**Assigned task**
Transcribe the passage on Native American musicians in Mexico word for word, starting with "After the arrival" and going on through "the mid-18th century.".

**Text for analysis**

After the arrival of the Spanish conquerors to Mexico in 1519, the indigenous musicians and instrument makers of central Mexico, took up European instruments. Tradition has it that the instruments were adopted by Native Americans in what is now modern Mexico in the 16th century. At least one person, not involved in the tradition, has speculated that the birth of the instrument might be closer to the mid-18th century.

The Spanish church leaders had prohibited the use of drums to Native Americans, in an effort to eliminate their dancing, which was tied to the drum rhythms. However the Spanish did not object to the Native-Americans learning to play European instruments. The Native-Americans took their drum rhythms and incorporated then into music on the lutes to "preserve the original beats of Danza rhythms." They used the Spanish instruments to "preserve their own songs, rhythms and sacred knowledge."

**Exercise data**
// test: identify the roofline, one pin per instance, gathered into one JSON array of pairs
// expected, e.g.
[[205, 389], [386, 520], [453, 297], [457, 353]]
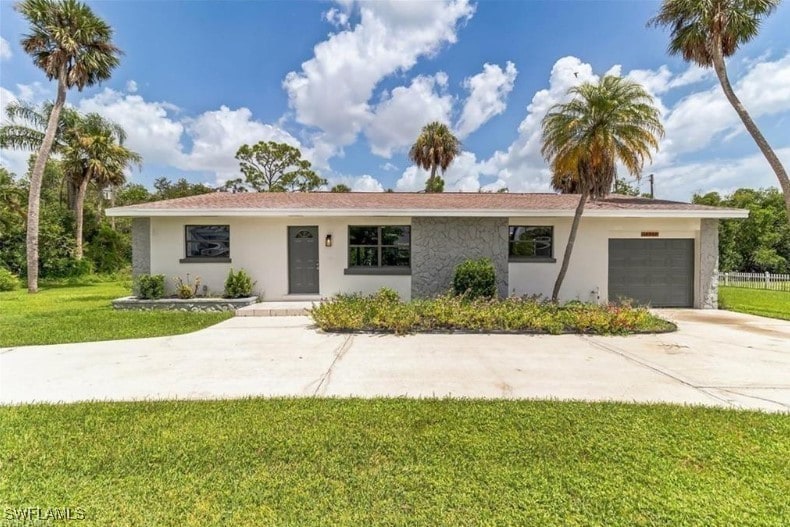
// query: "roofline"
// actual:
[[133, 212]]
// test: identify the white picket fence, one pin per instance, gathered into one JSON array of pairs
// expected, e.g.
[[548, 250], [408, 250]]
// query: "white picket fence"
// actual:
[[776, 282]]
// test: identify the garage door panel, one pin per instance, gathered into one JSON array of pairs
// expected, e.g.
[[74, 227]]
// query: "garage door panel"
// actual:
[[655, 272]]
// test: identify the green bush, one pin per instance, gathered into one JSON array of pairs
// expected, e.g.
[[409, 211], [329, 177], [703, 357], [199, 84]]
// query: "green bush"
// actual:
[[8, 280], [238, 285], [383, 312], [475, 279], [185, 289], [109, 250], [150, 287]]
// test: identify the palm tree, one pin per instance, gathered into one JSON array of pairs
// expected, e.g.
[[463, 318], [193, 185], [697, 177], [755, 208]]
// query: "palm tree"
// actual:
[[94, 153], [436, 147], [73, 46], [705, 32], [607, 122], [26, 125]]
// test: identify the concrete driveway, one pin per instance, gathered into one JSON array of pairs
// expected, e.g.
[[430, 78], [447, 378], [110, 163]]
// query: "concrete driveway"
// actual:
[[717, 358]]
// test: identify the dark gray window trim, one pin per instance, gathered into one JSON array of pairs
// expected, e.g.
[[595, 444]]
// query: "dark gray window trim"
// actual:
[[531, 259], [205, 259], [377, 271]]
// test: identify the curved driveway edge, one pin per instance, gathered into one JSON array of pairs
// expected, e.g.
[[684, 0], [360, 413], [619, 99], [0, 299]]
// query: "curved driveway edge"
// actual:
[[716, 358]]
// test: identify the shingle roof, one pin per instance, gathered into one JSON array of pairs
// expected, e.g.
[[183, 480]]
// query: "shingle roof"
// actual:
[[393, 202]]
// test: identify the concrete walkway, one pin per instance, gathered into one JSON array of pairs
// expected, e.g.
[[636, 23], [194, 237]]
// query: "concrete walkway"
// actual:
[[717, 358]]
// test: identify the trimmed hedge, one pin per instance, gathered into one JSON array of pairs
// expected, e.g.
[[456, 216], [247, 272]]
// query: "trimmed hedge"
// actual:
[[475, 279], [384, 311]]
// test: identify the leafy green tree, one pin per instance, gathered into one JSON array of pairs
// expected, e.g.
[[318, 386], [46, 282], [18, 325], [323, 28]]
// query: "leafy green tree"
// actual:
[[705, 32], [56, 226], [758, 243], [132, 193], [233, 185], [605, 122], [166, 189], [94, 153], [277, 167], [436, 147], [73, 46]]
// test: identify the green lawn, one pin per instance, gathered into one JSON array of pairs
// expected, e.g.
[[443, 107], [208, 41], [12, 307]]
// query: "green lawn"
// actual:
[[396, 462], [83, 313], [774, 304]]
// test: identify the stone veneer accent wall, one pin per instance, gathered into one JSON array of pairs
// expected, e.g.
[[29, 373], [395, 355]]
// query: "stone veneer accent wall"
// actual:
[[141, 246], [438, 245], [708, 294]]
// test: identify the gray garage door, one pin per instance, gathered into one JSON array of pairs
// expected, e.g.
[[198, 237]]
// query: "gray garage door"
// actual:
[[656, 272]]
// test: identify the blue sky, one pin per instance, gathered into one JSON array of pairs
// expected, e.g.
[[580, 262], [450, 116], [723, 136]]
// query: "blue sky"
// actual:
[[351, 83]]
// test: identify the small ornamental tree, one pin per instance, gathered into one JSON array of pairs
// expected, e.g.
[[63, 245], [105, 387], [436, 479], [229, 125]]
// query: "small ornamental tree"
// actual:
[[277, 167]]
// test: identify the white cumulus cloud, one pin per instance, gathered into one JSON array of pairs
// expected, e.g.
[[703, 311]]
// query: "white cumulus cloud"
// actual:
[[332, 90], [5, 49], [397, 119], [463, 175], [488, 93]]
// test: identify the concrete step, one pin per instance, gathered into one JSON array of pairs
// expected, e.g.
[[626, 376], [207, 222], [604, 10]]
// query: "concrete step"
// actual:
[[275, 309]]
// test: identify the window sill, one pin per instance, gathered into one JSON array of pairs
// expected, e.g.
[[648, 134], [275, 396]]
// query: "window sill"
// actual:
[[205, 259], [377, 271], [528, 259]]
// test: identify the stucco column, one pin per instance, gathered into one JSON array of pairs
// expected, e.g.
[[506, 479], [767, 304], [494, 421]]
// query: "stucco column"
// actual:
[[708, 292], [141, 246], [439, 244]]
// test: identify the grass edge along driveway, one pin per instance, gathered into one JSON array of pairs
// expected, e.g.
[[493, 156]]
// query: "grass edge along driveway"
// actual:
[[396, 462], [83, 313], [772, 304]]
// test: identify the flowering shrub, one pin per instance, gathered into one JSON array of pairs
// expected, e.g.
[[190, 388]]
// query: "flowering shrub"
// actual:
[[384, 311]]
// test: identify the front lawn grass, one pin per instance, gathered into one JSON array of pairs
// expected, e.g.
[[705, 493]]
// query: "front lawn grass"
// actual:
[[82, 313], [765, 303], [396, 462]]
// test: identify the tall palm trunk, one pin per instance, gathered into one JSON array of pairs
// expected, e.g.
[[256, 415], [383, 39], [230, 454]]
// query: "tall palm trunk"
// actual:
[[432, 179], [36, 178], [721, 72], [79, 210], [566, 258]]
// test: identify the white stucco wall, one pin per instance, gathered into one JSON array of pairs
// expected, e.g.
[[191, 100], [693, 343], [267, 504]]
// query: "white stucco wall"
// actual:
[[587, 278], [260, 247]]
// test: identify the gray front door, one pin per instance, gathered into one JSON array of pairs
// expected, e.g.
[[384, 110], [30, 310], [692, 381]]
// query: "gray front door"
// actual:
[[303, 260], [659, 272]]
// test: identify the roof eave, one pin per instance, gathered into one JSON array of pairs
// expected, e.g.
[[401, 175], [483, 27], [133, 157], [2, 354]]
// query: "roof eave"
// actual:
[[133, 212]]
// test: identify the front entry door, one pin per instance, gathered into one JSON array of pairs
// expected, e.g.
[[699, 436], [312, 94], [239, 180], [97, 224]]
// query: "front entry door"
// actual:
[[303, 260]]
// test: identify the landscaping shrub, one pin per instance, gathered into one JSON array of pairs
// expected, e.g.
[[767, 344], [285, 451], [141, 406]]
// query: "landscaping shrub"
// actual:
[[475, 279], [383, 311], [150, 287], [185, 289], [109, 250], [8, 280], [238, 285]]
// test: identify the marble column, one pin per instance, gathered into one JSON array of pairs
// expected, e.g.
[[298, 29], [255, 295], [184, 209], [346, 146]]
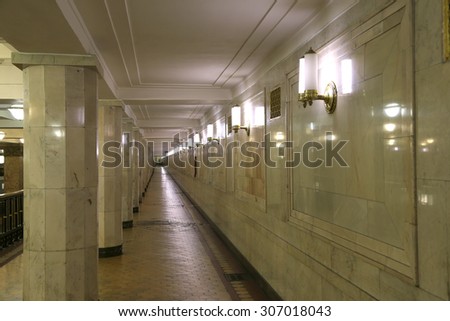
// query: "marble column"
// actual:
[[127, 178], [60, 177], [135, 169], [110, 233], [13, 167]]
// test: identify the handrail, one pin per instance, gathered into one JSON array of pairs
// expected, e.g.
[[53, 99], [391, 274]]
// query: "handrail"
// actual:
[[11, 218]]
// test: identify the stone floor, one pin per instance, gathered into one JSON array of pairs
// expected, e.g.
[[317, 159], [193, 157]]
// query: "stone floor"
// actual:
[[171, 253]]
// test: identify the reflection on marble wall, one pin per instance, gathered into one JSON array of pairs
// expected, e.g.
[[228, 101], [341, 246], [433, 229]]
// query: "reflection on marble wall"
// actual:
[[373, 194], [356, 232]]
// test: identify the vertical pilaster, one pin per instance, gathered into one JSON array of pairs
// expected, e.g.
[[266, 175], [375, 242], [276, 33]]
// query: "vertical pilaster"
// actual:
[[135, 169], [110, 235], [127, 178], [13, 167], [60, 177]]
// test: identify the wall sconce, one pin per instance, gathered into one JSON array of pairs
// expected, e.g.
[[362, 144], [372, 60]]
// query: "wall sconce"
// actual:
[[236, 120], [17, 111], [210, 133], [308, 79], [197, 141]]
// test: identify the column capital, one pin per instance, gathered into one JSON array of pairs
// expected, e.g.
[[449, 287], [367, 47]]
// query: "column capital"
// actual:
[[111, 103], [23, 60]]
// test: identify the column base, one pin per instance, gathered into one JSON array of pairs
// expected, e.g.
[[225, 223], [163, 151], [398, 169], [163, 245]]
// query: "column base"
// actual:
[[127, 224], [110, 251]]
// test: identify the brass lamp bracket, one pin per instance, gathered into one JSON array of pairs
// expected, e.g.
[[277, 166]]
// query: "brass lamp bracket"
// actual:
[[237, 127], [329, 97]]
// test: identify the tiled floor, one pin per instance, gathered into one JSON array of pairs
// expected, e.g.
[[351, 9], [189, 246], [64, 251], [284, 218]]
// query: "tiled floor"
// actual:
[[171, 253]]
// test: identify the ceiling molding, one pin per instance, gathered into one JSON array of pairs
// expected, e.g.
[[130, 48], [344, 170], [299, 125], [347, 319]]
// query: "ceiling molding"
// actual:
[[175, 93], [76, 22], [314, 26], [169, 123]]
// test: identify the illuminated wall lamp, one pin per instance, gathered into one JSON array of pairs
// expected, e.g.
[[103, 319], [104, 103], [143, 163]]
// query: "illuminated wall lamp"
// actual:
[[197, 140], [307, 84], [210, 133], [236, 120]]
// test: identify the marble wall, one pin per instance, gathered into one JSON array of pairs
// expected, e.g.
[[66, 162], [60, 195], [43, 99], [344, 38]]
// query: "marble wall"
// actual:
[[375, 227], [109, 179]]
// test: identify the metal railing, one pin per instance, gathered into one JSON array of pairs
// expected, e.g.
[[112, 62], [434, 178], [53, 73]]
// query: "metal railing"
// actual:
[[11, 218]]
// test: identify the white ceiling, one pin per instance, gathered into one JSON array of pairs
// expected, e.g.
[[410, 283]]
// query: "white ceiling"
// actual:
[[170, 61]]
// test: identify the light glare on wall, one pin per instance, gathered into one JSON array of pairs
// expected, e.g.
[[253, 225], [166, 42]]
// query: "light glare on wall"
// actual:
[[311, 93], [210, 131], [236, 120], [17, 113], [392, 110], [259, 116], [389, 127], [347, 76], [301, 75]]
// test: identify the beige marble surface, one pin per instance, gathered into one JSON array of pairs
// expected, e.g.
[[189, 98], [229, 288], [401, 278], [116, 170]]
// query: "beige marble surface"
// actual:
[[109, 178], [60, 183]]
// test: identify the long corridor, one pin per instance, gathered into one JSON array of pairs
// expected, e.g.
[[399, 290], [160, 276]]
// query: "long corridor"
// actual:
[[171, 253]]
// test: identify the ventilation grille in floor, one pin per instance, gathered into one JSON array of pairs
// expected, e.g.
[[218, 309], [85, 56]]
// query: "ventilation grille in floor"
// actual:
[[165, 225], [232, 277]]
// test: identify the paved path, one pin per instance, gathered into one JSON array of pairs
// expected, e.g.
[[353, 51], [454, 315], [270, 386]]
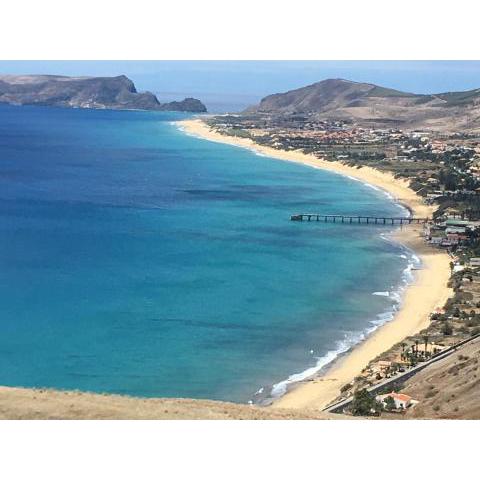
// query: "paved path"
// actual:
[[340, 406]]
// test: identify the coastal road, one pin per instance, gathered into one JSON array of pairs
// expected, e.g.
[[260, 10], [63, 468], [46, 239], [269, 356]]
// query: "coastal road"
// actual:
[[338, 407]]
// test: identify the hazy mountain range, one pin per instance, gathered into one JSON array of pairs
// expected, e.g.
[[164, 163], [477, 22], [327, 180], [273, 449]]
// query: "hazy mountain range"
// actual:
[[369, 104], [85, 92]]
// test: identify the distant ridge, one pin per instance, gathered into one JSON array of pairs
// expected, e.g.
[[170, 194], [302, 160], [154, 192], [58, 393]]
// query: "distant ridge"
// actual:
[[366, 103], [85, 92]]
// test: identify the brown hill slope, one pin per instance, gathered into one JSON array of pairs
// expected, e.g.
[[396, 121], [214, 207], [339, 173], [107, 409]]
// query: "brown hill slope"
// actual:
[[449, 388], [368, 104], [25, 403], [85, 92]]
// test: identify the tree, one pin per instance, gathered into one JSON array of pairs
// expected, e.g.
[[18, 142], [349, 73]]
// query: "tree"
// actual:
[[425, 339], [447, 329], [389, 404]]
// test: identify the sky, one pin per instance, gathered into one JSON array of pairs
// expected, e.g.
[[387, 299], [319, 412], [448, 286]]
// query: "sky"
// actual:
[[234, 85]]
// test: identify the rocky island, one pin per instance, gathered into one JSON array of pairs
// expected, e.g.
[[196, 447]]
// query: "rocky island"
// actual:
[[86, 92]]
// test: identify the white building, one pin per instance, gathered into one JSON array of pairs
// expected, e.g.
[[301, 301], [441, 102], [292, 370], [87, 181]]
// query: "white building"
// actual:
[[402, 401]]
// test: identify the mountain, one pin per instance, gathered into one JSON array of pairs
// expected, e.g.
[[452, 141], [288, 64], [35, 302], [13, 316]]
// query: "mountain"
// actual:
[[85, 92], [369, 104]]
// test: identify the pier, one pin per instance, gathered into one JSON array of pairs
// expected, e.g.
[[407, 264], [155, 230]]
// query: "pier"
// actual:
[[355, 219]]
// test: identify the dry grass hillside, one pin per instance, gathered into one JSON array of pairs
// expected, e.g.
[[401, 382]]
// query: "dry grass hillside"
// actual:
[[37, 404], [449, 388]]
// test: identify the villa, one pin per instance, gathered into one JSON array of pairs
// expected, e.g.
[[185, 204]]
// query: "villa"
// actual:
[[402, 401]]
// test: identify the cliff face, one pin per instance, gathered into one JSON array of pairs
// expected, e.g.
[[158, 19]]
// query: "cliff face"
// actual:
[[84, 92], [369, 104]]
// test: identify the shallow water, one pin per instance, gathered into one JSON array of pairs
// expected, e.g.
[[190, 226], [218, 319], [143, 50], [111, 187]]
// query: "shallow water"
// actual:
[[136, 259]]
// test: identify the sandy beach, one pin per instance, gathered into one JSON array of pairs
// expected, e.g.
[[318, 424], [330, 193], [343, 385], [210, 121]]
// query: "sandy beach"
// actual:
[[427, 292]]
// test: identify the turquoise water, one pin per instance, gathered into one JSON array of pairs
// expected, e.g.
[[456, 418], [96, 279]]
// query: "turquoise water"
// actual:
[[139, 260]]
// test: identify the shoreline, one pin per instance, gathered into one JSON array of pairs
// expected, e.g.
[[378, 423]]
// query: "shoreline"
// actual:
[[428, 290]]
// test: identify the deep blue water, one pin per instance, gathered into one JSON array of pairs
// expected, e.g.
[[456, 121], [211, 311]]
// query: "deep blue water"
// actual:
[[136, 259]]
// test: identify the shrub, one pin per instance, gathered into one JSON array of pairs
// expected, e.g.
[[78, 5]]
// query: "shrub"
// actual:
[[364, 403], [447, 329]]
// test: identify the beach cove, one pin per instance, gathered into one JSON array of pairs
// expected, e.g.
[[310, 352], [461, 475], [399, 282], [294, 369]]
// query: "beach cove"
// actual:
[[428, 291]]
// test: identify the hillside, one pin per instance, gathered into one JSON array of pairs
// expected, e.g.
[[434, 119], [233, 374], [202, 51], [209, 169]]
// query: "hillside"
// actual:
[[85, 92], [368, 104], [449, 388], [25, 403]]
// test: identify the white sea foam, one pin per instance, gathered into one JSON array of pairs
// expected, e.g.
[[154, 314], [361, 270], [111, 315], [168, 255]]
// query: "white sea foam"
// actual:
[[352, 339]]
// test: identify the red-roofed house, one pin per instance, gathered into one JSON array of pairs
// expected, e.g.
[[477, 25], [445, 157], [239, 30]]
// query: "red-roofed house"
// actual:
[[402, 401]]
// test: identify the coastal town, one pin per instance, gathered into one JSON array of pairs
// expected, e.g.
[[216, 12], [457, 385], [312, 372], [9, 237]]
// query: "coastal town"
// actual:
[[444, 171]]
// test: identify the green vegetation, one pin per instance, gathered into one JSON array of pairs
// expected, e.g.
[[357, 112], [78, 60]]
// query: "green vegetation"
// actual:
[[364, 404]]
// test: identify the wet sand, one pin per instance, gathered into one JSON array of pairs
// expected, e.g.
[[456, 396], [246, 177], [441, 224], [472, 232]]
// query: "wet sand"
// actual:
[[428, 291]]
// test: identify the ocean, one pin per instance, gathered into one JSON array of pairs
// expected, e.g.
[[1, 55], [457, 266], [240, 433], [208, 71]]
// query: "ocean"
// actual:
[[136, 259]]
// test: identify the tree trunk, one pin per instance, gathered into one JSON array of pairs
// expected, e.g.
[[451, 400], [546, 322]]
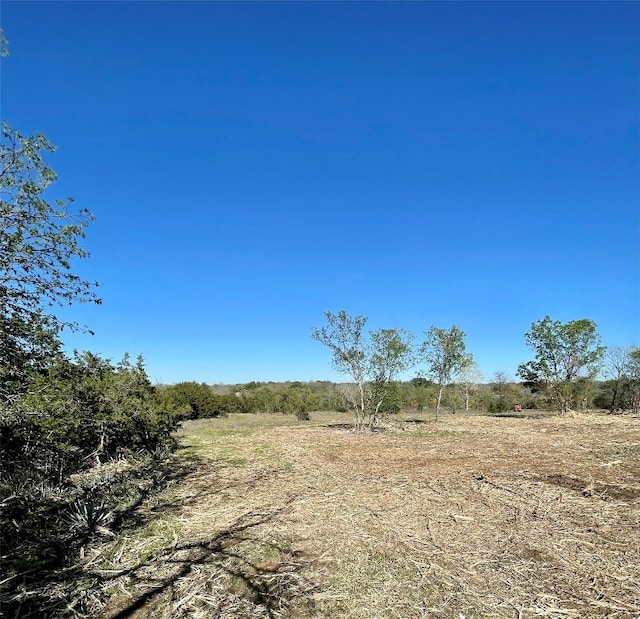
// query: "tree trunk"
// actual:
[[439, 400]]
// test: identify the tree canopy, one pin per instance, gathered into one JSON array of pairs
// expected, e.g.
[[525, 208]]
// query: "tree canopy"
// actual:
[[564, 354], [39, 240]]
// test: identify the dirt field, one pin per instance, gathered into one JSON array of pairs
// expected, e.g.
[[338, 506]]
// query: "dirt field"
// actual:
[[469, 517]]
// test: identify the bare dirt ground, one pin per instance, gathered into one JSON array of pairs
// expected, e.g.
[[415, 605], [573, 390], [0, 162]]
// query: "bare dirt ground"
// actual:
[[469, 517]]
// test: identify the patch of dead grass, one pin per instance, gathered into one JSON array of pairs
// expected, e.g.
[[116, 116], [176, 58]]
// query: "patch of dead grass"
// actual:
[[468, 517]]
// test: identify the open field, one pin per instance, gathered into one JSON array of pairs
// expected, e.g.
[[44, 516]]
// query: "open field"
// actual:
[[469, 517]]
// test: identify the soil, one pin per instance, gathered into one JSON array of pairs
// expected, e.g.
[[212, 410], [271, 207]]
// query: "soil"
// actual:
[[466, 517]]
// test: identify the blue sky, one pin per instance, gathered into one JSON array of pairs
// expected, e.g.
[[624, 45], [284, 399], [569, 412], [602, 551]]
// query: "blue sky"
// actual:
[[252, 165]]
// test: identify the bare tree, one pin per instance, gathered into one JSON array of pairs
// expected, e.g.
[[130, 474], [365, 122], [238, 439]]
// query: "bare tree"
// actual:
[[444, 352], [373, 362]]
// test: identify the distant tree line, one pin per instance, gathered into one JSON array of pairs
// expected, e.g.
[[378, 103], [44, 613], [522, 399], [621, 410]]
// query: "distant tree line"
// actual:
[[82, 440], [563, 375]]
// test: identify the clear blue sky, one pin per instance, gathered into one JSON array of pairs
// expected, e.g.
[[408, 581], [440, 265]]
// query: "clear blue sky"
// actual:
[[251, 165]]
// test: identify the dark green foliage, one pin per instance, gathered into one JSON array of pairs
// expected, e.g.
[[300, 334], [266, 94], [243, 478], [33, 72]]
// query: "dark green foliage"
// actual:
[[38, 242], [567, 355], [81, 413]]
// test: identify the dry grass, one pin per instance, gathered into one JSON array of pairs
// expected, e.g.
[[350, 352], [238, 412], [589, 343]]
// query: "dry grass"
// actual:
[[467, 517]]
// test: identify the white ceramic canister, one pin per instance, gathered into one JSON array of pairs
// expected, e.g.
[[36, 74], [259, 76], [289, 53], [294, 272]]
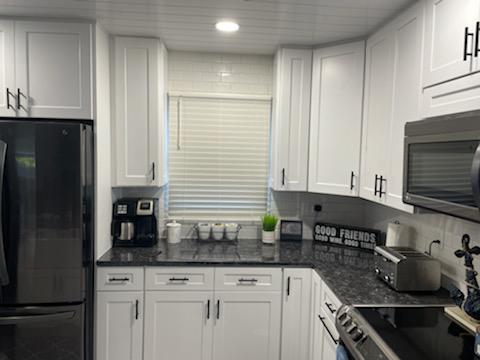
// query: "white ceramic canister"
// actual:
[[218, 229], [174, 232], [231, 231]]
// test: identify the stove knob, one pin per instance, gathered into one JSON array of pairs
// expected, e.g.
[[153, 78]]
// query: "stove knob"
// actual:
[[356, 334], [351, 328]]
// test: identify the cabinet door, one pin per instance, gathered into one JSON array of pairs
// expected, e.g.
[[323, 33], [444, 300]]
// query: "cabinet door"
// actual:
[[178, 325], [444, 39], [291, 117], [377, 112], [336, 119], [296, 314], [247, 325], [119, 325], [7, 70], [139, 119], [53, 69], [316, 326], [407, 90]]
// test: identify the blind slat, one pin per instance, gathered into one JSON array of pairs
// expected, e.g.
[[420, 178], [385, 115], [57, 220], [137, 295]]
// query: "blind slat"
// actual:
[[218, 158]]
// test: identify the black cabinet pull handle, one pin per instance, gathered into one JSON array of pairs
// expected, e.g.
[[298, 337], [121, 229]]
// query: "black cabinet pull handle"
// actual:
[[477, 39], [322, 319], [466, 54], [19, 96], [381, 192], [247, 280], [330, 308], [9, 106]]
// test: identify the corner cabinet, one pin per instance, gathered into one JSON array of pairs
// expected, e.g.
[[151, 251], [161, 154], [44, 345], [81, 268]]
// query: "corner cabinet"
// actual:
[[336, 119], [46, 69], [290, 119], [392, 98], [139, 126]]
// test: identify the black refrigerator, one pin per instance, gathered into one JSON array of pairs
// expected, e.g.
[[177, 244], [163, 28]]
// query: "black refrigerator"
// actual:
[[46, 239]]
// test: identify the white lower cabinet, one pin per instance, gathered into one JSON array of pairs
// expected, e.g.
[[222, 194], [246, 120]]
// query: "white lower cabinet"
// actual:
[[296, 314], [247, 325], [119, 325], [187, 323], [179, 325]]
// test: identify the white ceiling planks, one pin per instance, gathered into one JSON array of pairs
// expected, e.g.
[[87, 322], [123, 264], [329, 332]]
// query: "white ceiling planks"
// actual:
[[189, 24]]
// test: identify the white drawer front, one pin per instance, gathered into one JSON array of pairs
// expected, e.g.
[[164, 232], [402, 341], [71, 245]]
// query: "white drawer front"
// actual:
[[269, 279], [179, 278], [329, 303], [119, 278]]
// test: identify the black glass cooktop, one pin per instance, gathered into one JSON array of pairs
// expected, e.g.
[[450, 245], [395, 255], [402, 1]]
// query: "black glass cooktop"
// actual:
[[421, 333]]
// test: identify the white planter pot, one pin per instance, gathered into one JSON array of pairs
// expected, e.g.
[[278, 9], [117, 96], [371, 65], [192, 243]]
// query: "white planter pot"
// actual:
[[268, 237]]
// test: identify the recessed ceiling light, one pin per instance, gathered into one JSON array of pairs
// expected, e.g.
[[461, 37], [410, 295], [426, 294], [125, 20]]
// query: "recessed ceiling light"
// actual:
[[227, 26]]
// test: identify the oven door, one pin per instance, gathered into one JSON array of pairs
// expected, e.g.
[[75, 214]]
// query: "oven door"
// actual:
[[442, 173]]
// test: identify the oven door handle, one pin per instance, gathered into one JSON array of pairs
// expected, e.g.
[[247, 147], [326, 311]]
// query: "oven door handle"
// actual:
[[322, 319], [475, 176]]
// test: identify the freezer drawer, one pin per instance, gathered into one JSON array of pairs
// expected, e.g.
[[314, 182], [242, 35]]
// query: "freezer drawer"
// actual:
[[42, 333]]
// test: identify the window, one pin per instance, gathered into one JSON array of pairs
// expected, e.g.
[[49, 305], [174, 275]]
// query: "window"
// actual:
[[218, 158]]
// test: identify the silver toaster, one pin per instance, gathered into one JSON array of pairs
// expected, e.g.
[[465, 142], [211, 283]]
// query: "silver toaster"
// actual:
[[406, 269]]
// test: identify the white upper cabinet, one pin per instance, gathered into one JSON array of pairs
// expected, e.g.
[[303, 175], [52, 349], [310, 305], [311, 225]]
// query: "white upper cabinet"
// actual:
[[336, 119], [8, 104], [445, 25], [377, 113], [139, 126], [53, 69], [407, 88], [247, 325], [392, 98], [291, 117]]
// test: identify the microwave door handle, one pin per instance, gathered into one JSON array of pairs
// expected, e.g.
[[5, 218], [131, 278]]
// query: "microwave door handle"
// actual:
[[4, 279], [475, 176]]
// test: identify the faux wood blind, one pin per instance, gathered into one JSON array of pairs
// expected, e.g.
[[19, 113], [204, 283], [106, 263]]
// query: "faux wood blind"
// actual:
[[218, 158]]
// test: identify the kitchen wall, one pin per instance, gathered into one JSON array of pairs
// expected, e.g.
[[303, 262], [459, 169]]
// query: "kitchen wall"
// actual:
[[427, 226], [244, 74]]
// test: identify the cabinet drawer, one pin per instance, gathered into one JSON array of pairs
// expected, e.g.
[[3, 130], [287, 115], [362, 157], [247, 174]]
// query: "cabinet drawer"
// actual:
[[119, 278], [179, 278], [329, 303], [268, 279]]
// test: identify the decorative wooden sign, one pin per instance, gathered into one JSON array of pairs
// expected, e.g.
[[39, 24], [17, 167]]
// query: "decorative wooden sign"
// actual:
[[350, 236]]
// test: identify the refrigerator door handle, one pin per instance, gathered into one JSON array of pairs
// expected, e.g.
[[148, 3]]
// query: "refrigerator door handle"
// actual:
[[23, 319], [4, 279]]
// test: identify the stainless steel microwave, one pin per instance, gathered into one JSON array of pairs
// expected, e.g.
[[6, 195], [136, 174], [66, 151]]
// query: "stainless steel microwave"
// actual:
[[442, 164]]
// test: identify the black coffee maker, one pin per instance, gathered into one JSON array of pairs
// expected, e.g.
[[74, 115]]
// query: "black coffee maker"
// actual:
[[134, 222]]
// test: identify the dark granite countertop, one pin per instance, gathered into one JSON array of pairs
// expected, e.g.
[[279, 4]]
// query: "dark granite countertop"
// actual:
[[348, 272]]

**Answer space**
After the arrival of the Spanish conquerors to Mexico in 1519, the indigenous musicians and instrument makers of central Mexico, took up European instruments. Tradition has it that the instruments were adopted by Native Americans in what is now modern Mexico in the 16th century. At least one person, not involved in the tradition, has speculated that the birth of the instrument might be closer to the mid-18th century.